-- Stated problem --
Retype each of the items below word for word, keeping every character and tab as shown.

-- Excerpted records --
[BEGIN]

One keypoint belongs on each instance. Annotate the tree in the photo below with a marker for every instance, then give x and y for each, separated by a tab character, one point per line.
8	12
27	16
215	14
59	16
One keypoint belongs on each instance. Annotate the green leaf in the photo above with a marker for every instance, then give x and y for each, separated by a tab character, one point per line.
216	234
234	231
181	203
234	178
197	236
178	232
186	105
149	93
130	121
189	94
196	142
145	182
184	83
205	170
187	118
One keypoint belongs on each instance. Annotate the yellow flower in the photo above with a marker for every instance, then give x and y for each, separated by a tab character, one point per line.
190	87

[END]

-- Exercise output --
One keypoint belongs on each instance. Annotate the tree in the photo below with a marker for every instance, then give x and y for each, separated by a tab character, one point per line.
8	12
27	16
215	14
59	16
One keypoint belongs on each instance. Annotate the green leaf in the photo above with a marker for every instance, then give x and y for each, separated by a tab character, one point per line.
216	234
234	231
181	203
234	178
197	236
178	232
186	105
149	93
130	121
189	94
196	142
145	182
184	83
205	170
187	118
One keypoint belongs on each instance. Annotate the yellow flower in the photo above with a marker for every instance, then give x and y for each, separated by a tab character, one point per line.
190	87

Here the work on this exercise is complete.